ROWS:
◇ ◇ ◇

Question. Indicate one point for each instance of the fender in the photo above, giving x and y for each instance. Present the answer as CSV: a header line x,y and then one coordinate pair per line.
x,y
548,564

◇ ◇ ◇

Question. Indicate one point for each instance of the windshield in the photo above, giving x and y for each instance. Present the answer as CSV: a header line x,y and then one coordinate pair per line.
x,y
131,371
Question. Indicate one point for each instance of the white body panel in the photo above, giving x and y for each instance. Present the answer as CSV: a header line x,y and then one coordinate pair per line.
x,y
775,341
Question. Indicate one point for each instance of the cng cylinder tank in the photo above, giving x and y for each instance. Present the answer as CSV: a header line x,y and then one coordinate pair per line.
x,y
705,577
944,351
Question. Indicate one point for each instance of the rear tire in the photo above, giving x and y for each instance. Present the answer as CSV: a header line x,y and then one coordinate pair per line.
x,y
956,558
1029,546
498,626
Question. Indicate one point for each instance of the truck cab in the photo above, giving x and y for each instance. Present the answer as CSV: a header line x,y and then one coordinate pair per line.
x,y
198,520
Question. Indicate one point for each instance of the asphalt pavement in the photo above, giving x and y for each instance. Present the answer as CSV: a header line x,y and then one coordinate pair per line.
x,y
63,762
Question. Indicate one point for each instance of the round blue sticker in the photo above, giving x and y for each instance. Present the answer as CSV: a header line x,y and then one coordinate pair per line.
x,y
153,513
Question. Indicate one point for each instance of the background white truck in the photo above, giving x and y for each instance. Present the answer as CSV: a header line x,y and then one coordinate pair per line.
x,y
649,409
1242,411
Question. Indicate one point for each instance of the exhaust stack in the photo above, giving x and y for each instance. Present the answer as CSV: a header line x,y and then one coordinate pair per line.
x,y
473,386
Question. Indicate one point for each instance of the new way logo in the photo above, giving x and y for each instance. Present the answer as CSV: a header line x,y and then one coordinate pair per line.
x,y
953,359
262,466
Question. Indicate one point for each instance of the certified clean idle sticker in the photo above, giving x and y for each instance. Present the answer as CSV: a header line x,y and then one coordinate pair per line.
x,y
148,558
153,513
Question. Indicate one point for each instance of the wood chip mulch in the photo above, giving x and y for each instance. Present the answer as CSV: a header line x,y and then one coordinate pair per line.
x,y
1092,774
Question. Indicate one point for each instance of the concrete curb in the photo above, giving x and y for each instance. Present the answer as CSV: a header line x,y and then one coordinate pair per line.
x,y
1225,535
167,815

◇ ◇ ◇

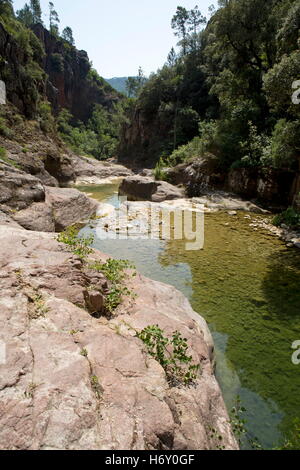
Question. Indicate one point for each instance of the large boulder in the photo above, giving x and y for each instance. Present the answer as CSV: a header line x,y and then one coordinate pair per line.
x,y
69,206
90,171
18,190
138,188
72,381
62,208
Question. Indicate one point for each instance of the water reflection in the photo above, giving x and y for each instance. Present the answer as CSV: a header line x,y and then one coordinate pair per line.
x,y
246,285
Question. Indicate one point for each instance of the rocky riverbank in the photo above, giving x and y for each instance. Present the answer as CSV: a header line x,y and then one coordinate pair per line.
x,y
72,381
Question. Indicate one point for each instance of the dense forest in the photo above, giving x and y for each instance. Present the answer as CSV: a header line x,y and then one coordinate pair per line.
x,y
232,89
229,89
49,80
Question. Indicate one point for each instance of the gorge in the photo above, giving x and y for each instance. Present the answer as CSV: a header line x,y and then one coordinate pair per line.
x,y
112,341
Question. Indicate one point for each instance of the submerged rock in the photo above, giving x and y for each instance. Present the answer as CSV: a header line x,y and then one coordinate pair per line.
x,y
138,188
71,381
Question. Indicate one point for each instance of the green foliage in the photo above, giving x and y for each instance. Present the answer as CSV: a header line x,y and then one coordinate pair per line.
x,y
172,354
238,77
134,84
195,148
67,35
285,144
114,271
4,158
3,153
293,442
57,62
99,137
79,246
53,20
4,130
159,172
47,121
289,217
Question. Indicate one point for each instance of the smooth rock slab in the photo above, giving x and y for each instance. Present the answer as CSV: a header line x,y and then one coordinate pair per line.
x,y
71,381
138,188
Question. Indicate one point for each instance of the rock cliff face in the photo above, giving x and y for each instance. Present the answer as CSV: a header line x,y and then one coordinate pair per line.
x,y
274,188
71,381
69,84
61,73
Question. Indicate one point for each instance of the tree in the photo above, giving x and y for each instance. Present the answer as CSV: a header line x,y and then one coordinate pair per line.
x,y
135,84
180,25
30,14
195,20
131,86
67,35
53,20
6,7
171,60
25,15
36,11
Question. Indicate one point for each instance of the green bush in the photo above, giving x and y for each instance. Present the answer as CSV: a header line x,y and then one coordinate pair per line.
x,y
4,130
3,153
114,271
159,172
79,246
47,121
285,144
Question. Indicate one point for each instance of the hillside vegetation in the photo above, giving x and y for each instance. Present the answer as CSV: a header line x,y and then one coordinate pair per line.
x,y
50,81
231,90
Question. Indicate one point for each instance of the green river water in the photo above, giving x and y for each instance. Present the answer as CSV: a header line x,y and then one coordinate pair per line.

◇ ◇ ◇

AIM: Keep only the lines of the listing above that contain the string "green", and copy each one out in full. Matching is case-sensitive.

RESULT OF THE TASK:
Question. Indicate one point for each instance of the green foliage in the photo above, giving x and y for each instance. Present the answer as CSV: a header line x,y and then one coordinate pair per line.
Question. Indicate one point for each instance of the green bush in the photo above, giving x and y for each instance. Present the answer as CSV: a header line x,y and then one coordinate pair per line.
Question. Indicate one point for each instance of the green river water in the photo above, giving x and y for each instance. Present the answer as CSV: a header line x,y and then one coordinate pair per line.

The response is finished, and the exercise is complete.